## Task to complete
Copy out each line of the data below, unchanged.

═════ Stored records

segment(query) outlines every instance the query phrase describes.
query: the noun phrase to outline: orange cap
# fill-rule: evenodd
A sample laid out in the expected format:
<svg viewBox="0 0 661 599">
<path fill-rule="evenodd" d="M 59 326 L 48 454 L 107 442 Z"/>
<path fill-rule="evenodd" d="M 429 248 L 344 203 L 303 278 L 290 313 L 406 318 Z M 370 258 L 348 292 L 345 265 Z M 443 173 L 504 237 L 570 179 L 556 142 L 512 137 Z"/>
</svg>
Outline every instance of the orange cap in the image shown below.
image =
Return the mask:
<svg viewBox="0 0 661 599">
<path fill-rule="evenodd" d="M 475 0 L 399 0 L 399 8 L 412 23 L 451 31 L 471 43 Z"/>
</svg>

══════════

## Task solution
segment(query) outlines every instance the query phrase describes.
query: the noun phrase to outline: orange cap
# fill-rule: evenodd
A sample laid out in the expected format:
<svg viewBox="0 0 661 599">
<path fill-rule="evenodd" d="M 59 326 L 48 454 L 107 442 Z"/>
<path fill-rule="evenodd" d="M 429 248 L 344 203 L 303 278 L 290 313 L 406 318 Z M 370 258 L 348 292 L 345 265 Z M 443 173 L 504 237 L 570 179 L 556 142 L 512 137 Z"/>
</svg>
Outline every instance of the orange cap in the image shown below.
image =
Return the mask:
<svg viewBox="0 0 661 599">
<path fill-rule="evenodd" d="M 475 0 L 399 0 L 399 8 L 412 23 L 451 31 L 471 43 Z"/>
</svg>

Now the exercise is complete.